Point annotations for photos
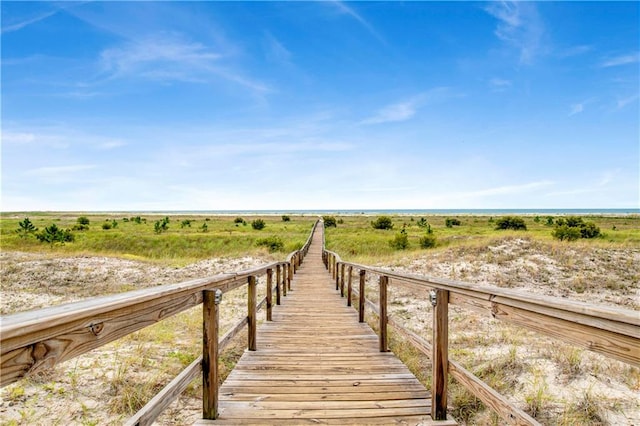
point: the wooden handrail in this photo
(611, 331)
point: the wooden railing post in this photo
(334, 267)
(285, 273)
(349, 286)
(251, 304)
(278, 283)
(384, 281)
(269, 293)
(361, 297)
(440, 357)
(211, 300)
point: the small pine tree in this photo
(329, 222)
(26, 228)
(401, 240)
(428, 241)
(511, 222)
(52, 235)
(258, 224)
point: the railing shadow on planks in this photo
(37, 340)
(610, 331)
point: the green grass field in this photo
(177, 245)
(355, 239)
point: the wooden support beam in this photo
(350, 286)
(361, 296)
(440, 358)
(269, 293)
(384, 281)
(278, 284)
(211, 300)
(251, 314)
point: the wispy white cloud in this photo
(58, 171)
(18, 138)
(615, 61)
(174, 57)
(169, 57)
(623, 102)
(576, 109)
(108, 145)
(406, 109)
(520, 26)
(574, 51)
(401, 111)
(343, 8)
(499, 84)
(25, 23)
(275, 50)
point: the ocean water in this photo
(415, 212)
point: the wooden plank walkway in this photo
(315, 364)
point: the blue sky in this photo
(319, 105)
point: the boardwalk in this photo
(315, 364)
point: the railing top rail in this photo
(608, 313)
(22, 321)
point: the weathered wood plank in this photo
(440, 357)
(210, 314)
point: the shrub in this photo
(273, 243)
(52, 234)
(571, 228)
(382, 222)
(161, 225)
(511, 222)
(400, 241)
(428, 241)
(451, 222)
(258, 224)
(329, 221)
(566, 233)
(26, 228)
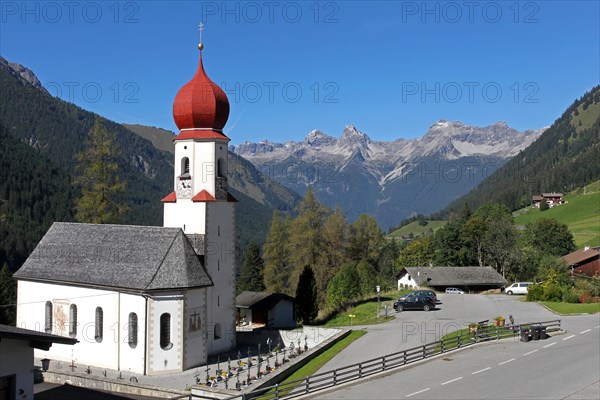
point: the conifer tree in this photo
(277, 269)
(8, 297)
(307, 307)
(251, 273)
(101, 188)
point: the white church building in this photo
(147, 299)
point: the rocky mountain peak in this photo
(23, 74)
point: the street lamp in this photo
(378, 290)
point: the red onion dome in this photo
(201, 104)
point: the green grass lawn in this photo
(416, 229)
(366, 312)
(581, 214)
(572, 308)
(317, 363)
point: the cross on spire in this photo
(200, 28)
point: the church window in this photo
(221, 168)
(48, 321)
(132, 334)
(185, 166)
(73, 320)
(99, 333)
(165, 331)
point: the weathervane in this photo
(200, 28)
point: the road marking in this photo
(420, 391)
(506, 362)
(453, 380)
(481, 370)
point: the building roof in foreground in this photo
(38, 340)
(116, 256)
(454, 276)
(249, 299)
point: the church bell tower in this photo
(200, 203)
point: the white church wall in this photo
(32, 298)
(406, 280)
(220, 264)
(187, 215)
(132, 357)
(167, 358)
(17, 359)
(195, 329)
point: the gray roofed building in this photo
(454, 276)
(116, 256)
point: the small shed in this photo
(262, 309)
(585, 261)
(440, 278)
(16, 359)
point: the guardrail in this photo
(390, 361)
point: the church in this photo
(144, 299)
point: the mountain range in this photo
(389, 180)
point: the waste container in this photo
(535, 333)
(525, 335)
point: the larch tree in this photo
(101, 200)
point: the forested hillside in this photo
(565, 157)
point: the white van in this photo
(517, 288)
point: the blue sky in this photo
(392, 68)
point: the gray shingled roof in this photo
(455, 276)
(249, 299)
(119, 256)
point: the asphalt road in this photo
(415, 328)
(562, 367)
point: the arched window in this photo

** TASK DIRECTIONS **
Quote verbatim the line containing "point: the small shed in this photo" and every line after it through the end of the records above.

** EXERCISE RESULT **
point: the small shed in this photo
(262, 309)
(585, 261)
(440, 278)
(16, 359)
point: the guardrail in this photo
(390, 361)
point: the church in this photo
(144, 299)
point: the mountain range in this photo
(389, 180)
point: the waste container in this photo
(535, 333)
(525, 335)
point: the larch tree in this photo
(101, 200)
point: the forested hillside in this photo
(565, 157)
point: the white van in this photo
(517, 288)
point: the blue sky in this photo
(392, 68)
point: the gray shingled roof in this photo
(455, 276)
(249, 299)
(119, 256)
point: the asphalt road in this photo
(415, 328)
(562, 367)
point: the arched window in this photo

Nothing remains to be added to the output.